Data to use section start

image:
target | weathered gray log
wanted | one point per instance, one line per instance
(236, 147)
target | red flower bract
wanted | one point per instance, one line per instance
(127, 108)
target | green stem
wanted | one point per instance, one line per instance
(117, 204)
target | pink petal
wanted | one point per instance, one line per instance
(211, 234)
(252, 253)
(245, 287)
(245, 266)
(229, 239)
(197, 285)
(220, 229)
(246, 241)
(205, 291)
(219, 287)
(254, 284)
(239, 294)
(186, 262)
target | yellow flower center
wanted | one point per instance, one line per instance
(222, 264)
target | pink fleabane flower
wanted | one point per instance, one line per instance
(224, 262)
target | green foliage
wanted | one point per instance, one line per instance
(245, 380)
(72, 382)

Data to use section end

Copy out exactly the lines between the line with "target | red flower bract" and the last line of the entries, counting both of those lines.

Task solution →
target | red flower bract
wanted | one point per instance, one line per instance
(127, 108)
target | green stem
wanted | one point per instance, one line per instance
(117, 204)
target | pink petal
wanted | one point per instance, one line per instance
(211, 234)
(252, 253)
(245, 287)
(245, 266)
(229, 239)
(197, 285)
(220, 229)
(246, 241)
(205, 291)
(219, 287)
(254, 284)
(239, 294)
(186, 262)
target | yellow flower center
wanted | one point per instance, one line per instance
(222, 264)
target | pink fleabane flower
wanted | one point per instance, one line per instance
(224, 262)
target | green foliage
wanted | one point per instance, one line per instance
(245, 380)
(72, 382)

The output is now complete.